═════ SOURCE DATA

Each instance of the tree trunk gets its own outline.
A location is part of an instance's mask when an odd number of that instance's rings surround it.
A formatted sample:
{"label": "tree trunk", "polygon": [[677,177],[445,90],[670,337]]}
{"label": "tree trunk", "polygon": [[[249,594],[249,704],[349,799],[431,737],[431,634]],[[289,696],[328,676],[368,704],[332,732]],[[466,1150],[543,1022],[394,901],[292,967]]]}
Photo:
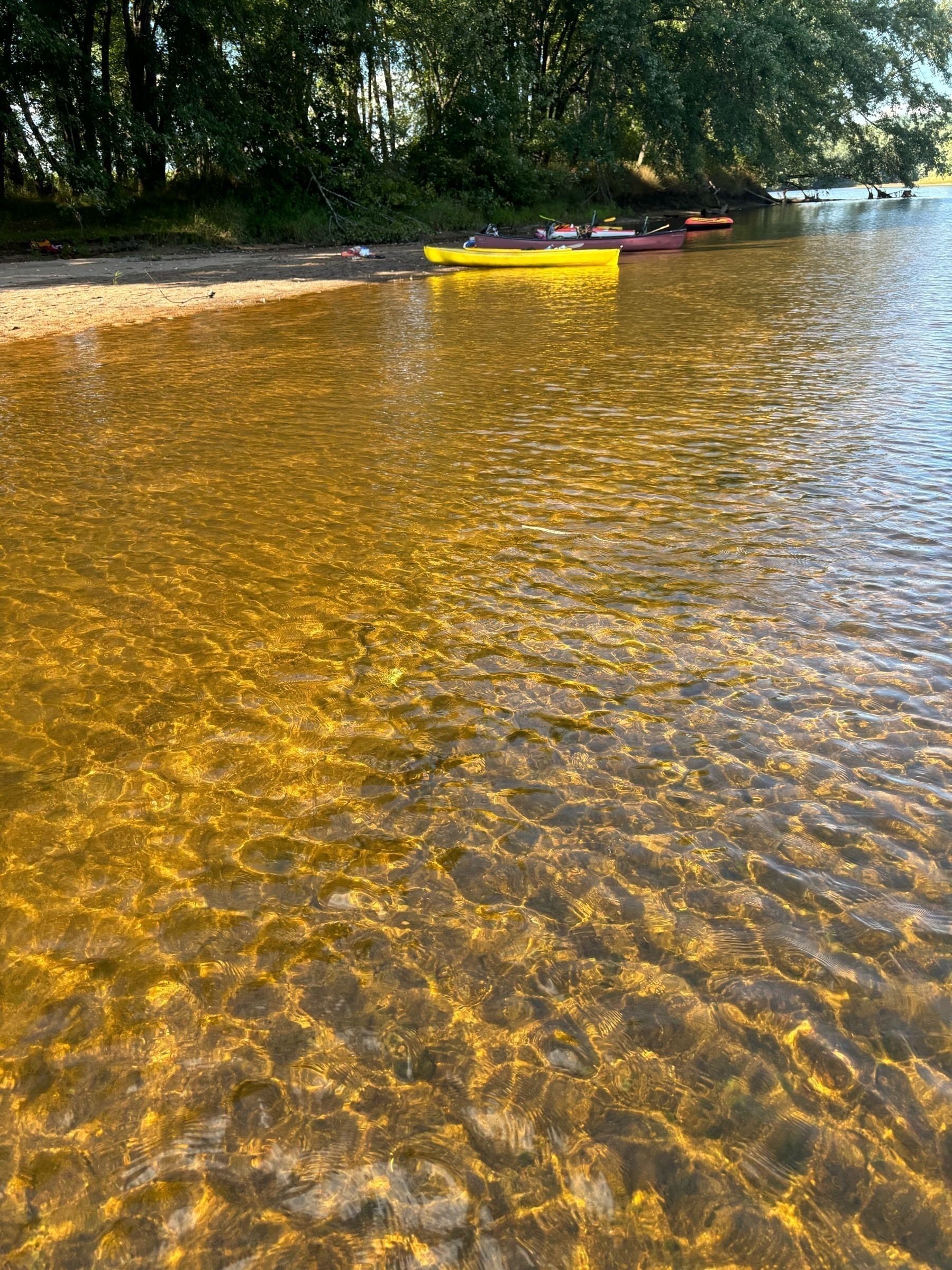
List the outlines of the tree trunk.
{"label": "tree trunk", "polygon": [[159,122],[157,50],[151,0],[122,0],[122,20],[126,27],[129,100],[147,128],[147,136],[137,145],[138,179],[146,190],[161,189],[165,184],[165,146]]}
{"label": "tree trunk", "polygon": [[83,130],[83,151],[90,159],[96,152],[96,130],[93,112],[93,36],[95,34],[95,0],[86,0],[83,15],[83,43],[80,46],[80,127]]}
{"label": "tree trunk", "polygon": [[102,51],[100,81],[103,85],[103,127],[100,130],[100,145],[103,154],[103,168],[107,177],[113,174],[113,90],[112,71],[109,67],[109,50],[113,34],[113,0],[105,0],[105,17],[103,18],[103,34],[99,48]]}
{"label": "tree trunk", "polygon": [[390,71],[390,48],[383,36],[383,86],[387,93],[387,123],[390,124],[390,152],[396,154],[396,110],[393,109],[393,76]]}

══════════

### EXERCISE TASK
Rewrite the records from their start through the line with "List the outlines of the tree trunk.", changing "location" to "point" and keeping everything else the same. Leave the pictures out of your answer.

### OUTPUT
Each instance of the tree trunk gets its own outline.
A point is part of an instance's mask when an odd number of that instance's rings surround it.
A formatted sample:
{"label": "tree trunk", "polygon": [[677,177],[445,90],[670,337]]}
{"label": "tree trunk", "polygon": [[[249,594],[249,704],[349,799],[431,737],[431,634]],[[289,696],[328,676],[368,704],[332,732]],[[466,1150],[543,1022],[394,901],[292,967]]]}
Photo:
List the outlines of the tree trunk.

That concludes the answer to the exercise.